What you have to do
Rewrite the rows below as a numbered list with no blank lines, and leave out the pictures.

..........

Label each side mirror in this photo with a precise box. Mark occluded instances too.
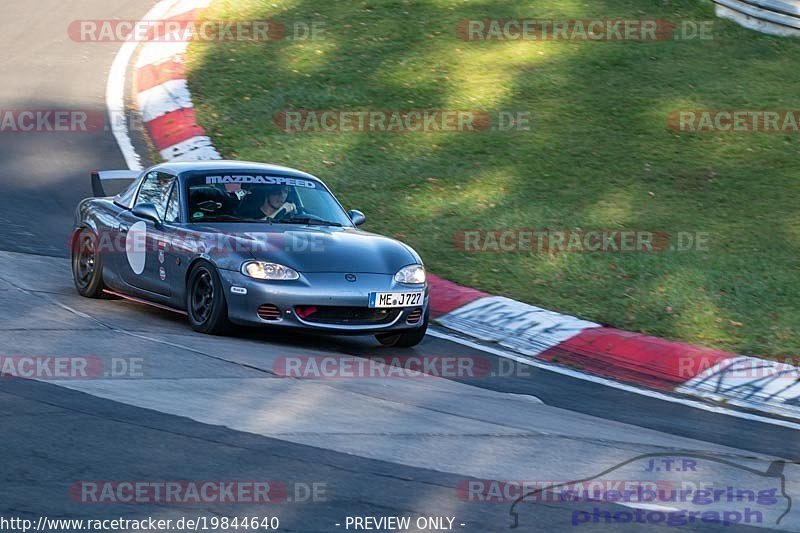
[131,203,161,224]
[347,209,367,226]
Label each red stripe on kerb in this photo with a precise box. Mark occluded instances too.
[428,274,490,316]
[539,328,735,390]
[134,61,186,93]
[147,108,206,150]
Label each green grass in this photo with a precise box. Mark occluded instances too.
[189,0,800,356]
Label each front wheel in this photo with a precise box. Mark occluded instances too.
[186,262,231,335]
[375,311,428,348]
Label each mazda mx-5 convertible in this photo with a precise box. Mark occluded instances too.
[71,161,429,346]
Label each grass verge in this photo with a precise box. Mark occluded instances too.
[184,0,800,356]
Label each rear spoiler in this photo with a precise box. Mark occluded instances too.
[92,170,141,198]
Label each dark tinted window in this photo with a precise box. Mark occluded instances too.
[135,172,175,219]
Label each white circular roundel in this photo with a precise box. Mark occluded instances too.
[125,221,147,275]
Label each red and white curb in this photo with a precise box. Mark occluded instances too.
[118,0,222,167]
[117,0,800,419]
[429,275,800,419]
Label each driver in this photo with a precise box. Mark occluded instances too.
[245,185,297,220]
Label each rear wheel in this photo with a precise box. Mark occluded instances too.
[72,229,105,298]
[375,311,428,348]
[186,262,231,335]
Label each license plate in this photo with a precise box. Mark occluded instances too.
[369,292,423,308]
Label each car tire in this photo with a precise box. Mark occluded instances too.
[375,311,428,348]
[72,229,106,298]
[186,261,231,335]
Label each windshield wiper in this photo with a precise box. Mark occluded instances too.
[192,215,272,224]
[273,217,342,228]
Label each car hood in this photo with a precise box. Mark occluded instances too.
[196,223,419,274]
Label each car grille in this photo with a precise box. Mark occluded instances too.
[294,305,402,326]
[406,308,422,324]
[258,304,281,320]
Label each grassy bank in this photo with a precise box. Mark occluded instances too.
[189,0,800,356]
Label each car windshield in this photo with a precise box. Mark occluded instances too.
[188,172,352,226]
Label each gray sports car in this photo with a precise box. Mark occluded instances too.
[71,161,429,346]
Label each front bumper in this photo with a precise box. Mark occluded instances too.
[219,270,429,334]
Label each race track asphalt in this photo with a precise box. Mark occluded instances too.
[0,0,800,531]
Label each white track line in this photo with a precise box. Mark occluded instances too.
[428,329,800,430]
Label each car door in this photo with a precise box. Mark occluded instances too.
[117,171,179,297]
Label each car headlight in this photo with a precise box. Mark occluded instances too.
[394,265,425,285]
[242,261,300,281]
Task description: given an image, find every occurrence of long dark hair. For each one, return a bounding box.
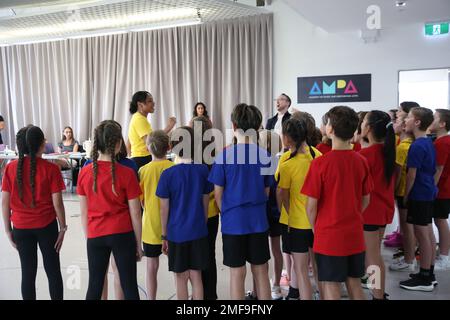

..........

Exercise response
1. Label each side mirror in this photo with a precise box. Mark occluded instances too.
2. [131,203,161,224]
3. [347,209,367,226]
4. Label each red stripe on kerb in this photo with a precise box. Mark occluded instances too.
5. [428,274,490,316]
6. [539,328,735,390]
7. [134,61,186,93]
8. [147,108,206,150]
9. Label each green grass in this photo with a precise box. Mark occluded instances too.
10. [189,0,800,356]
11. Label each front wheel in this photo with a precise box. Mark occluded instances too.
12. [186,262,231,335]
13. [375,311,428,348]
14. Label each mazda mx-5 convertible in this photo with a precise box. Mark occluded instances too.
15. [71,161,429,346]
16. Label each grass verge in this photo with a precise box. Mark occluded instances too.
17. [184,0,800,356]
18. Label each rear spoiler in this photo with a precise box. Mark occluded instances too.
19. [92,170,141,198]
20. Label each dark tinted window in this photo with a precise box. Mark occluded instances too.
21. [135,172,175,219]
22. Label each white circular roundel in this photo with a precise box. Mark occluded instances too.
23. [125,221,147,275]
24. Label each red and white curb in this photo with a precise box. Mark occluded instances too.
25. [118,0,222,167]
26. [117,0,800,419]
27. [429,275,800,419]
28. Label each driver in this photo with a precise box. Mark occluded instances too.
29. [245,185,297,220]
30. Label each rear wheel in this photo with a precise box. Mark occluded instances too.
31. [72,229,105,298]
32. [375,311,428,348]
33. [186,262,231,335]
34. Label each license plate in this photo with a precise box. Mark occluded instances too.
35. [369,292,423,308]
36. Label each car tire in this photo with a precise box. Mark occluded instances too.
37. [375,311,428,348]
38. [72,229,106,298]
39. [186,261,231,335]
40. Label each windshield wiper in this photo with a precise box. Mark occluded instances too.
41. [192,215,272,224]
42. [273,217,342,228]
43. Label each car hood in this photo with a precise box. Mark occluded instances too.
44. [196,223,419,274]
45. Label each car grille in this photo with a precise box. Mark occluded instances too.
46. [294,305,402,326]
47. [406,308,422,324]
48. [258,304,281,320]
49. Label each grassy bank in this photo with a precise box. Mark occluded instances too.
50. [189,0,800,356]
51. Label each car windshield in this photo with a precise box. Mark occluded instances too.
52. [188,172,352,226]
53. Label each gray sports car in this photo with a precise box. Mark occluded instances too.
54. [71,161,429,346]
55. Label each front bumper in this photo with a precise box. Mark occluded instances too.
56. [219,270,429,334]
57. Label each race track asphalt in this photo with a precise box. Mark occluded instances too.
58. [0,0,800,531]
59. Label each white track line in this photo with a precise box. Mark occluded instances too.
60. [428,329,800,430]
61. Label each car door in this photo with a precise box. Mark occluded instances too.
62. [117,171,179,297]
63. Label each car headlight in this photo with a precise box. Mark occluded instances too.
64. [394,265,425,285]
65. [242,261,300,281]
66. Task description: given an image, find every occurrence of long dark hair. For each one, return a bounding box.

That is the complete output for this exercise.